» 网页原文
━━━━

王阳明提出的“格物致知”是什么意思?

阳明心学的三大核心观点,分别为:心即理、知行合一、致良知。“致良知”三字,是阳明先生晚年提出的观点,也是他一生思想的最终旨归

阳明心学的三大核心观点,分别为:心即理、知行合一、致良知。


“致良知”三字,是阳明先生晚年提出的观点,也是他一生思想的最终旨归。阳明先生曾对其子正宪言道:“吾生平讲学,只是‘致良知’三字。”


“致良知”究竟是什么意思?其思想渊源是什么?何以称为“孔门正法眼藏”?


“致良知”的思想渊源


1、孟子:“良知”


“良知”二字,来自孟子。


“人之所不学而能者,其良能也;所不虑而知者,其良知也。”

——《孟子·尽心章句上》


孟子认为,每个人心中都有与生俱来的“良知良能”。这是人的天性与本能,是人性中本自具足的。


比如,你看到一个孩子掉入井中,你的第一个念头就是想冲上去把孩子救出来,不管这是不是你的孩子,不管你认不认识孩子的父母,你都想这样做,这来自你与生俱来的恻隐之心。


再比如,你做了一件坏事,别人并不清楚,只有你自己知道。尽管只有你自己知道,但是你的内心隐隐不安,睡觉也睡不踏实,“心中必有一物”。这,就是知善知恶的是非之心。


是非之心,人皆有之,与生俱来。人之所以为人,就是面对自己的错误与过恶,非常痛苦,这是你的是非之心在起作用。


还有,一位母亲原本非常柔弱,但是看到自己的孩子处于困境之中,她会迸发出极大的能量,想方设法地救助孩子,为孩子承担所有的痛苦。这份能量就来自与生俱来的良知良能。


这是我们心中原本就有的宝藏,这是天地间一个大秘密!


阳明先生继承孟子思想,阐明并发扬了“良知”之教。在阳明先生晚年有名的“天泉四句教”中,明确地提出了“良知”的内涵:


无善无恶心之体,

有善有恶意之动,

知善知恶是良知,

为善去恶是格物。



“知善知恶是良知。”就是说,人自身有道德体认、辨别是非的能力,天性中有向上向善的本能追求。


人人皆有的恻隐、羞恶、辞让、是非之心,就是良知的发端。

━━━━

» 所给信息
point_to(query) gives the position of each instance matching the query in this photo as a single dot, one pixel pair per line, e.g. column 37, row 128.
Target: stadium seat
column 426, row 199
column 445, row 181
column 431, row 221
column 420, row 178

━━━━

» 书面指令 1
请将原文中从“比如,你看到一个孩子掉入井中”到“量就来自与生俱来的良知良能。”的部分一字不差地照录下来。
» 书面指令 2
找出记录中所有含有字符串“column”的行,并逐行列出。
原文与记录彼此无关。

» 练习结果 1
比如,你看到一个孩子掉入井中,你的第一个念头就是想冲上去把孩子救出来,不管这是不是你的孩子,不管你认不认识孩子的父母,你都想这样做,这来自你与生俱来的恻隐之心。


再比如,你做了一件坏事,别人并不清楚,只有你自己知道。尽管只有你自己知道,但是你的内心隐隐不安,睡觉也睡不踏实,“心中必有一物”。这,就是知善知恶的是非之心。


是非之心,人皆有之,与生俱来。人之所以为人,就是面对自己的错误与过恶,非常痛苦,这是你的是非之心在起作用。


还有,一位母亲原本非常柔弱,但是看到自己的孩子处于困境之中,她会迸发出极大的能量,想方设法地救助孩子,为孩子承担所有的痛苦。这份能量就来自与生俱来的良知良能。

» 练习结果 2
point_to(query) gives the position of each instance matching the query in this photo as a single dot, one pixel pair per line, e.g. column 37, row 128.
column 426, row 199
column 445, row 181
column 431, row 221
column 420, row 178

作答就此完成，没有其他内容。